▶ Objective: Do not copy the pictures; transcribe all other material exactly.

▶ Extracted material:
= = = = = = =
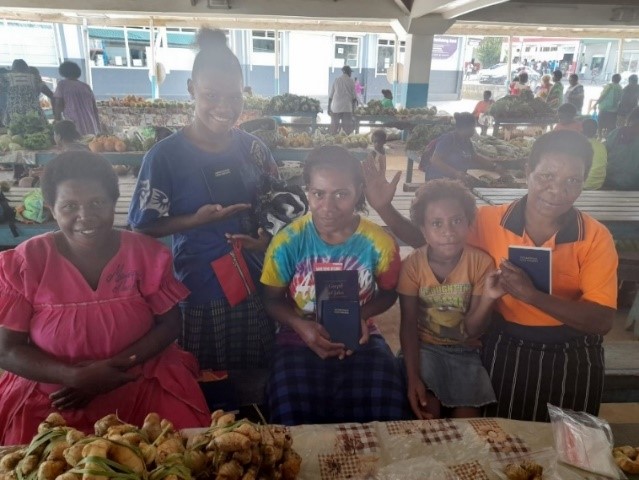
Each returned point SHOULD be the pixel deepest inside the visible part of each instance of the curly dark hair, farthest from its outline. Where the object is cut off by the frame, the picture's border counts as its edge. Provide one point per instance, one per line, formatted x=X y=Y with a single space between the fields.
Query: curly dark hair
x=78 y=165
x=442 y=189
x=70 y=70
x=565 y=142
x=214 y=54
x=333 y=156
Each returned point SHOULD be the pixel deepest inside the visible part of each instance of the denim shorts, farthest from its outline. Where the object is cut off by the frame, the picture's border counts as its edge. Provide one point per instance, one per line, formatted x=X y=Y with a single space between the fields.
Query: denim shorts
x=456 y=375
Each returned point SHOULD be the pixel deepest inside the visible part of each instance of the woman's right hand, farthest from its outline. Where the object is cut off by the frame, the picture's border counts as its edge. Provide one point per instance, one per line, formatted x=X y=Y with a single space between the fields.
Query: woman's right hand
x=418 y=399
x=210 y=213
x=318 y=339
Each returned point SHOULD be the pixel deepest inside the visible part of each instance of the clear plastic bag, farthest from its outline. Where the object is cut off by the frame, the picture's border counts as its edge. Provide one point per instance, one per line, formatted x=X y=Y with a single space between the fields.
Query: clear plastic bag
x=584 y=441
x=546 y=458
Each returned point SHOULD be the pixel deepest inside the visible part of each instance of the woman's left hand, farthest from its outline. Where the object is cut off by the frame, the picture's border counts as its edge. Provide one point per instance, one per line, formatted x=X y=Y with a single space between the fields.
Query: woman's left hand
x=259 y=244
x=516 y=282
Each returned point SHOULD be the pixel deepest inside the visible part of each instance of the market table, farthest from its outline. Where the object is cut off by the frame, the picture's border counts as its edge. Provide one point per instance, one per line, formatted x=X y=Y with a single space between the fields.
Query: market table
x=401 y=122
x=539 y=122
x=446 y=449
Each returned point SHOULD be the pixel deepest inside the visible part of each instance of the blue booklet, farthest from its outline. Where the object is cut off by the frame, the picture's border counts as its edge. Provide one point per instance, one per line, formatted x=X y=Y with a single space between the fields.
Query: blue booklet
x=337 y=305
x=536 y=262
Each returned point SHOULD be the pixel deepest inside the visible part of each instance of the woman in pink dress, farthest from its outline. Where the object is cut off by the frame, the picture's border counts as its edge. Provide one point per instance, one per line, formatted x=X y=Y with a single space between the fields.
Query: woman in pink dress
x=89 y=316
x=75 y=100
= = = = = = =
▶ Written solution:
Each returned point SHOULD be the pixel deepest inside the visible part of each instance of the curly dark hair, farthest from its outline. Where the object is cut off by the frame, the picture's border counts as its edge. Provide one point per instance, one per line, formatted x=X y=Y with a single space between the fields.
Query: curly dark hair
x=78 y=165
x=442 y=189
x=70 y=70
x=565 y=142
x=214 y=54
x=333 y=156
Each returned point SHOULD be the pixel deepest inside the visible part of each instance of the denim shorts, farthest from its outline. Where the object is cut off by the frame, the picture's border counts as its edge. Provide one point per instance, one per line, formatted x=X y=Y with a single space between the fields.
Query: denim shorts
x=456 y=375
Each returned point SHOULD be the pixel deepest inside the visible part of each instance of the woman's right hand, farthest from its outline. Where the object is cut off by the frame, the picture's border counts as its edge. Provide one point per instance, one per line, formatted x=X y=Y with a single space between the fields.
Query: woman's right hand
x=418 y=399
x=210 y=213
x=318 y=339
Each returned point SHOULD be the pixel deepest inside the visible part of each instance of the clear plastic bag, farthest from its outline. Where the object is cut off by the frame, the picture's border counts as its edge. Provide one point per instance, one per line, formatted x=X y=Y with a single space between the fields.
Query: clear plastic bag
x=584 y=441
x=546 y=458
Each returned point SHOULD be the pixel deepest inside the visible part of each instance of the woman's left hand, farthest from its outline. Where the object is cut off by the frame, the picture's border counts as its edge. Provide one point per instance, one per line, formatted x=X y=Y with a single space between the fields.
Query: woman's left hand
x=259 y=244
x=516 y=282
Each returned point SHOULD be the pixel deepest inside the visible part of each instance of the market table, farthest from its outline. Where the object is cut off by the frame, the picture's border counts as its edge. Provide one point per instance, one per line, formatted x=X y=Y with a single space between the fields.
Query: market table
x=401 y=122
x=539 y=122
x=446 y=449
Each returned point SHOULD be the pixel deepest inside the visible part of each instance of the blue booklet, farthest from its outline. Where the object is cut off by the frame, the picture's border counts as its edge. Provide one point per instance, one per line, formatted x=X y=Y with a single space between the fields.
Query: blue booklet
x=337 y=305
x=536 y=262
Each returned point SHOULD be the pixel deepest inside the visible part of each instance of the woman in pink dress, farthest from its outline. Where the object is cut off by the frame, the picture's border counts as its edge. Provide one point per instance, one per line, formatted x=X y=Y with a single space between the fields.
Query: woman in pink dress
x=89 y=316
x=75 y=100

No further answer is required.